What is believed to be the first retreat of its kind for Maine women who have ovarian cancer is being offered by the Beth C. Wright Cancer Resource Center of Ellsworth.
The free, two-day Turning Tide Ovarian Cancer Retreat begins with registration at 8:30 a.m. Saturday, Sept. 17, and ends at 1 p.m. Sunday, Sept. 18, at the Schoodic Education and Research Center in Acadia National Park in Winter Harbor.
Facilitated by Mary-Carol Griffin, the retreat is open to 15 women who will have the opportunity to fulfill the retreat’s objective by becoming empowered ovarian cancer survivors who have acquired information, networking opportunities and had fun in a nurturing and spiritual environment.
There still are openings and registrations would be preferred by Thursday, Sept. 16. Complete details, including registration information, can be obtained by contacting the Beth C. Wright Cancer Resource Center at 3 High St., P.O. Box 322, Ellsworth 04605, calling 664-0339 or visiting bethwrightcancercenter.org.
Griffin is the bereavement services coordinator for Hospice Volunteers of Hancock County.
She completed hospice training in 1993 and served as a patient-care volunteer until appointed to the hospice staff in 2000.
She has facilitated other retreats for more than 15 years, and is also an Episcopal Church deacon, presently serving at the Church of Our Father in Hulls Cove.
The retreat will feature talks, music and discussions, as well as physical activities, including reflexology, Reiki, full-body massage, jazzercize, jewelry-making and other activities.
The SERC campus not only offers access to the coastal and forest environment of Acadia National Park, but also provides a comfortable setting for learning and shared lodging that features small apartments with a living room, kitchenette and two bedrooms.
I contacted Griffin and asked her what she hoped would be gained by those attending the retreat.
“The object of the retreat is to clear one’s calendar for two days for the soul purpose and necessity of self-care while living with cancer,” explained Griffin.
“It’s also an opportunity to connect with other women, giving each other permission to openly talk about their lives with this disease, experience the richness of being listened to and gain insights in how to talk to their loved ones about their needs for quality of life.
“It’s an opportunity to support one another, network, learn some ways to take care of themselves by experiencing Reiki, reflexology, Yoga, body and hand massage, journaling, music and a hike in the park.
“My hope is that the retreat will be physically, emotionally and spiritually an empowering and uplifting experience for all who attend.”

◆ Dataset entries
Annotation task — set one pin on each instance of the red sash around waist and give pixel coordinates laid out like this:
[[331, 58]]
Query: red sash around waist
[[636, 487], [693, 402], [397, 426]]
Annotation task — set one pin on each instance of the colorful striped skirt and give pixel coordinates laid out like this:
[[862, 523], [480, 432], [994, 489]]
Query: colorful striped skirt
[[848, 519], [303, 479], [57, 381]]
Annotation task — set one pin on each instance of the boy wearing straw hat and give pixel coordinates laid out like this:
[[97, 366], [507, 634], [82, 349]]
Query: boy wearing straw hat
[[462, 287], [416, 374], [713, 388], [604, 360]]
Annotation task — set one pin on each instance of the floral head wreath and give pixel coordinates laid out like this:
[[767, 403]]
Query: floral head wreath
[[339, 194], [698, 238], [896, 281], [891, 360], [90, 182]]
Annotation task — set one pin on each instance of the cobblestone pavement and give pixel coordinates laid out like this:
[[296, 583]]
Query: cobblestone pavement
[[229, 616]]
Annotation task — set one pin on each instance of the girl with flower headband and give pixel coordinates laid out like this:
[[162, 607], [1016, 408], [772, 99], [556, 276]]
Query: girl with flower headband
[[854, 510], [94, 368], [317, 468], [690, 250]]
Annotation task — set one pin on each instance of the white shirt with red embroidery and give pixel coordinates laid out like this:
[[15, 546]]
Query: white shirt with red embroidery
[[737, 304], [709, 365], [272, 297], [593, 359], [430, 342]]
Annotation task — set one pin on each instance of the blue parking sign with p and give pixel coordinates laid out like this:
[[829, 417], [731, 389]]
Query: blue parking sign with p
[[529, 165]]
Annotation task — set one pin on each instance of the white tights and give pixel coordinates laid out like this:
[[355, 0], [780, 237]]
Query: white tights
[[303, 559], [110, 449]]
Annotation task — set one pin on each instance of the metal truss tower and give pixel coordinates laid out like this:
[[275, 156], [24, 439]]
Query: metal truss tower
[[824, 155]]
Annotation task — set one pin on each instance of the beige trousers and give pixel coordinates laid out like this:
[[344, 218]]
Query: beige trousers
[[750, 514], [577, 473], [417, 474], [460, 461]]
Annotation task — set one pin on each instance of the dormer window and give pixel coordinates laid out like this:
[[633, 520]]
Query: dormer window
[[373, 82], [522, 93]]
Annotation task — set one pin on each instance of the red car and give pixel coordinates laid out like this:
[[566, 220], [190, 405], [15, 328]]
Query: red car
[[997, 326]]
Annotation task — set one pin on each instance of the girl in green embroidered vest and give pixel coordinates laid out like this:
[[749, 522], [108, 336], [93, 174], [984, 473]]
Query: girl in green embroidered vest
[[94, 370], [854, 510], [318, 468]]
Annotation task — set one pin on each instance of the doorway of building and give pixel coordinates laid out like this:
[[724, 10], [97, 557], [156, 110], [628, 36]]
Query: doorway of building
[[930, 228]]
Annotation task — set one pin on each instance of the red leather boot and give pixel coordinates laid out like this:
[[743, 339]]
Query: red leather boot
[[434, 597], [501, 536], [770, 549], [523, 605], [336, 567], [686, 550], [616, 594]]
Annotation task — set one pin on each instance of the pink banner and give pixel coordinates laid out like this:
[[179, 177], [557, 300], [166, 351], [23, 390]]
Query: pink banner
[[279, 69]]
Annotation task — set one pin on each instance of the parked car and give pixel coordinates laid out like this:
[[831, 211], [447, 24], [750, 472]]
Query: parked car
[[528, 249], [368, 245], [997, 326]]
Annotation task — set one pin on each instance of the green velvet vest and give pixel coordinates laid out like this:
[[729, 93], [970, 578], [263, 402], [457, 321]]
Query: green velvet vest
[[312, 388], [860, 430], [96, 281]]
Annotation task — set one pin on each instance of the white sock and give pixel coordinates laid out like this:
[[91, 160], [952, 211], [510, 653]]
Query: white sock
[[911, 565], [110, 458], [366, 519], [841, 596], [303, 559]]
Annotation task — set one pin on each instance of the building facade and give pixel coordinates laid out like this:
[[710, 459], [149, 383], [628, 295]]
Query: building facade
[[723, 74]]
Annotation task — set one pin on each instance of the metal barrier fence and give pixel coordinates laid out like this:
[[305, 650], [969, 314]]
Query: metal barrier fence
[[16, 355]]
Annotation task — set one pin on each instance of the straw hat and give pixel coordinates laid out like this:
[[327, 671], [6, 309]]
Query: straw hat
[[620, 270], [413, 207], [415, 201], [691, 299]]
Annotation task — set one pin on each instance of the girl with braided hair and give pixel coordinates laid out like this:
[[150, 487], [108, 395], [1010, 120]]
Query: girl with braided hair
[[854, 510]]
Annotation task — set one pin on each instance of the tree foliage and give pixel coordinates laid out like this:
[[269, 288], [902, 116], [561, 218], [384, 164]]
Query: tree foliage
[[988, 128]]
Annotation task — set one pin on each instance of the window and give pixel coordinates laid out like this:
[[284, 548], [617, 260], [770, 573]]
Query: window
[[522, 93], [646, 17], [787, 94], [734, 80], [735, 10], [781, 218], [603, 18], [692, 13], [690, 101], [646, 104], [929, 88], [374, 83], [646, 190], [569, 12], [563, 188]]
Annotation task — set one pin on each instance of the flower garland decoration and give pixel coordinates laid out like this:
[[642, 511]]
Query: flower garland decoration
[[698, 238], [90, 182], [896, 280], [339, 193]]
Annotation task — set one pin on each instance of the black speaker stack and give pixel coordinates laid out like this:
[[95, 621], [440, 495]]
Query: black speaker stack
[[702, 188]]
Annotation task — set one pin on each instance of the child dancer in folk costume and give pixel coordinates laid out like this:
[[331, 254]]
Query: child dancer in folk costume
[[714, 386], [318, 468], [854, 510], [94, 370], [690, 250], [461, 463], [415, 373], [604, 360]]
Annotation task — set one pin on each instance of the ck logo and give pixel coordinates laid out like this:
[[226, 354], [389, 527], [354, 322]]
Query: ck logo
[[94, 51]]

◆ PROBLEM REQUIREMENTS
Continue the article about the ovarian cancer retreat from where it stops.

◆ SOLVED PROBLEM
According to information provided by Wright Cancer Resource Center Executive Director Michael Reisman, the idea for the retreat was proposed by ovarian cancer survivor Robin Bray of Orland, who attends programs and is a volunteer at the Wright Center.
Bray attended the 2010 ovarian cancer retreat at Camp Mak-A-Dream in Gold Creek, Mont.
Camp-Mak-A-Dream is a camp for children with cancer that has also sponsored an ovarian cancer retreat for more than 10 years.
Although Bray arrived at the retreat not knowing what to expect but having heard it was a wonderful experience, Reisman explained, Bray left feeling empowered with shared knowledge and experiences she did not have before.
At that retreat, Bray met many women who had been kept alive by doctors through research and new combinations of treatment, and learned how she could talk, more openly, with her loved ones, about her disease.
Bray also discovered that sister survivors could be happy and full of life, and wanted to be able to share that experience with women in her home state, Reisman stated.
According to the Wright Center, ovarian cancer is diagnosed in less than 2 percent of the female population and, unlike other cancers of the reproductive organs, has a very low cure rate and the tumors usually spread to other organs before diagnosis.
With most treatment options based on treatments for other cancers, ovarian cancer patients seldom are cured, but must learn to live with cancer and ongoing treatment.
And, since this cancer population is small, money for ovarian cancer research is limited, according to the Center.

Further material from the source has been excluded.